# Start of INPUT DATA
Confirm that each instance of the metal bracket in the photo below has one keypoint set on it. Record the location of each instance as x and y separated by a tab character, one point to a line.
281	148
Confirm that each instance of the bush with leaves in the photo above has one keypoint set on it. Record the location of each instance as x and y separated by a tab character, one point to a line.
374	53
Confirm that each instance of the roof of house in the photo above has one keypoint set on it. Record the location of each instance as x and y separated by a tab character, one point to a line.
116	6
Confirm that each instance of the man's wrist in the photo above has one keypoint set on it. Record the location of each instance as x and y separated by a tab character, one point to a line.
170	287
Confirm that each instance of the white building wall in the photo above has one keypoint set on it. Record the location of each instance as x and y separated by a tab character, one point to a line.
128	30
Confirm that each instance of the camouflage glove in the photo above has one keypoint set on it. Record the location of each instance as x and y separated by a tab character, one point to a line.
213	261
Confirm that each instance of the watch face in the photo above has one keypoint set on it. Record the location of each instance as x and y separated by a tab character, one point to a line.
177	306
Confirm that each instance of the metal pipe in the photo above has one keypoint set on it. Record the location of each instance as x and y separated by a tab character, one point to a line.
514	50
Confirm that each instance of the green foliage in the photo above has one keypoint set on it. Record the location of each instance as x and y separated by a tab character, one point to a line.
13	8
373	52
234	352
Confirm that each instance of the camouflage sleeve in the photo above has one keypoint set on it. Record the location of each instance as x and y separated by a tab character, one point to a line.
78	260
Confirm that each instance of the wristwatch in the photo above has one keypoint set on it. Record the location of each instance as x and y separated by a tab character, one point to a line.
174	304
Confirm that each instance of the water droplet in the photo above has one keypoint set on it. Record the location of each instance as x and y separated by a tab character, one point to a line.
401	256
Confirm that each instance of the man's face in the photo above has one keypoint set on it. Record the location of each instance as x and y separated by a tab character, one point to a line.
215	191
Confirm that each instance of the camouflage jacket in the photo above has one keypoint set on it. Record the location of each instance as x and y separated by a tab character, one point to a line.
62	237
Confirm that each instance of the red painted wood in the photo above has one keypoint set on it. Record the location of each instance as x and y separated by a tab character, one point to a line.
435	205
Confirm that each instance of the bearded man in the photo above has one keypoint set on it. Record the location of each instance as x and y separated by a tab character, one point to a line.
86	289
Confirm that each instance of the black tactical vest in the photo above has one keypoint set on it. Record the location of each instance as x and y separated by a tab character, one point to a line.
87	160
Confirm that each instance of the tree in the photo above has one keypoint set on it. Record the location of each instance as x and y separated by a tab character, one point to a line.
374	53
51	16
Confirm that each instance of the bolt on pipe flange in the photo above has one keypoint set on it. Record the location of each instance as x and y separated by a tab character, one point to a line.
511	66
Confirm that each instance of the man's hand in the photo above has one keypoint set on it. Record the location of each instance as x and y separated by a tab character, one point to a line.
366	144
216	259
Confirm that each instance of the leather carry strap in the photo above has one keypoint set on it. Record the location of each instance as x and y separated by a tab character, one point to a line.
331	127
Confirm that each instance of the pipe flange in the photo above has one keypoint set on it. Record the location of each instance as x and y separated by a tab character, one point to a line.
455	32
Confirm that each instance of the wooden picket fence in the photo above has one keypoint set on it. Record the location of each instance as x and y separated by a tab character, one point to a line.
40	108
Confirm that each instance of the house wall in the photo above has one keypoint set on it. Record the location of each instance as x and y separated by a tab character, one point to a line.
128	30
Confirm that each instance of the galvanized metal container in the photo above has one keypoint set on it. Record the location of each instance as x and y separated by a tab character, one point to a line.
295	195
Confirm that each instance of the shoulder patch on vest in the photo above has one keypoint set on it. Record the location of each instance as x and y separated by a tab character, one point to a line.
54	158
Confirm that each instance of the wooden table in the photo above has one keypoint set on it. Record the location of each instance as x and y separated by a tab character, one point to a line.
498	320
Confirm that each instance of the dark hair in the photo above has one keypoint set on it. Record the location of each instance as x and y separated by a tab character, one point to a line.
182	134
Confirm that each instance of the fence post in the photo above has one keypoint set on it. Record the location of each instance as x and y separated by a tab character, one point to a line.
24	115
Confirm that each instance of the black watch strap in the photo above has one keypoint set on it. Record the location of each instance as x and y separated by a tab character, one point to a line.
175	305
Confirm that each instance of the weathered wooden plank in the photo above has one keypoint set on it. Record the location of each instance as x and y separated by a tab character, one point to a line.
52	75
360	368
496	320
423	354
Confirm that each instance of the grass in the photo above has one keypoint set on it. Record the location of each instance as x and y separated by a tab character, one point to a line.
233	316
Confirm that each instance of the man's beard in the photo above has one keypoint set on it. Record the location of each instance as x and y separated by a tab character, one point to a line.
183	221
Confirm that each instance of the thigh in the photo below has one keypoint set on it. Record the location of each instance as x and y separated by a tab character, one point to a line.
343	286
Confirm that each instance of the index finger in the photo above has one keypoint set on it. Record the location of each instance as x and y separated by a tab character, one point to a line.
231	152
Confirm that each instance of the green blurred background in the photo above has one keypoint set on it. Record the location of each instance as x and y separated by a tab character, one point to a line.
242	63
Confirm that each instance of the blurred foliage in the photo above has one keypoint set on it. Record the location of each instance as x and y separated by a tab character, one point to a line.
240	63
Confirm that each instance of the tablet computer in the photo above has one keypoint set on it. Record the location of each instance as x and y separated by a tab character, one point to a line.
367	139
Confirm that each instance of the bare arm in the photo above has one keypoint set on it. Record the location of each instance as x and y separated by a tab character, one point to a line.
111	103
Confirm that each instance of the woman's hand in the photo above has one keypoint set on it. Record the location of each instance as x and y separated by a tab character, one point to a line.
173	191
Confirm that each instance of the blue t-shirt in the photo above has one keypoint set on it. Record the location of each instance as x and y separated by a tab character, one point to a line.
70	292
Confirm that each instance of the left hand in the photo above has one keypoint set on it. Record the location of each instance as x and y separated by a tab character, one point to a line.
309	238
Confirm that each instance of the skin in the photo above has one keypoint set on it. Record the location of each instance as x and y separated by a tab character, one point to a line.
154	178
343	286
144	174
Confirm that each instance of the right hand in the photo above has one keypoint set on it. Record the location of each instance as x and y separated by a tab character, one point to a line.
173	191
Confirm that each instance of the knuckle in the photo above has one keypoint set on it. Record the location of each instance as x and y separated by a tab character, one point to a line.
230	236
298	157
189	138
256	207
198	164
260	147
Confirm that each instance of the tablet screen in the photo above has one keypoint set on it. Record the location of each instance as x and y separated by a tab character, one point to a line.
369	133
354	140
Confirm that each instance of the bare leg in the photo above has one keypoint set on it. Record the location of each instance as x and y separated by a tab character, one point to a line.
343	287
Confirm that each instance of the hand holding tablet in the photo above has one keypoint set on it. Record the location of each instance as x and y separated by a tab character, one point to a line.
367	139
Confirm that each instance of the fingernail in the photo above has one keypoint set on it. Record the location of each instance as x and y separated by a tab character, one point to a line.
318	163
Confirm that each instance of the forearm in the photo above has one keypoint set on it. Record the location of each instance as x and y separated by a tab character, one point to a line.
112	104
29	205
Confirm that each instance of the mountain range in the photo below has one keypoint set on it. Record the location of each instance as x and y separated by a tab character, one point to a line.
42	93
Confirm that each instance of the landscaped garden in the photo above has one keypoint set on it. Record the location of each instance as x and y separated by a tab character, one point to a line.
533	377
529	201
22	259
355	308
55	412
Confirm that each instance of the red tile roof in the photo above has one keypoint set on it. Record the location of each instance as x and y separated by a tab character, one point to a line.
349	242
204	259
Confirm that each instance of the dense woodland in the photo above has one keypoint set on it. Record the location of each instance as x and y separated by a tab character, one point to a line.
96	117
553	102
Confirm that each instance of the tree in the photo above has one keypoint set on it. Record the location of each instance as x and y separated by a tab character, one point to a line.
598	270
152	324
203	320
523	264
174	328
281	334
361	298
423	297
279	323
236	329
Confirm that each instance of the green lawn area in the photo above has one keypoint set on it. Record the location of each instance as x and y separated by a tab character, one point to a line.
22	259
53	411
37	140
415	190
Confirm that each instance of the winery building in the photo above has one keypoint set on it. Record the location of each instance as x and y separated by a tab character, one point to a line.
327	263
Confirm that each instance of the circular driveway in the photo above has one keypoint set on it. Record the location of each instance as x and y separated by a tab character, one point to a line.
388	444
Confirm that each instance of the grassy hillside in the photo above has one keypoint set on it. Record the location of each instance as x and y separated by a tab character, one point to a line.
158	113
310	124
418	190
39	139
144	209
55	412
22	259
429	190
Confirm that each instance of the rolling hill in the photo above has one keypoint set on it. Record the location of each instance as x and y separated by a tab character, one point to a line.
# End of INPUT DATA
### WORK TO DO
Produce an exact copy of the lines from the one containing "Confirm that each instance of the dense" through the last line, and of nothing else.

### OUTPUT
Confirm that each instance of the dense woodland in the photo above has one keypoint set on it. Record the location of each instance as x and y separated by a tab character, one point to a line.
96	117
553	102
Confirm that each instance of the tree in the photo above has one keypoint set on it. Record the location of each instance as x and y separated by a tab character, one point to a line.
598	270
152	324
203	320
523	264
174	328
281	334
361	298
423	297
279	323
236	329
Confirm that each instance of the green lawn area in the photo above has one keypoint set on it. Record the location of each instance as x and y separated by a tab character, one point to a line.
22	259
53	411
37	140
415	190
Confirm that each instance of the winery building in the photo above has one keypoint set on it. Record the location of each instance as x and y separated by a tab character, one point to a line.
327	263
Confirm that each instance of the circular driveway in the photo above has one keypoint set on it. Record the location of each instance as x and y separated by a tab character, one point to a line.
388	444
Confirm that each instance of the grassy hillside in the photo above has one keypoint set on it. Record the location of each instance as x and y separated by a tab character, one point to a line.
158	113
310	124
418	190
39	139
144	209
55	412
22	259
429	190
Confirm that each instance of the rolling hill in the photo above has one keypoint set on it. Record the location of each instance as x and y separated by a tab character, one point to a line.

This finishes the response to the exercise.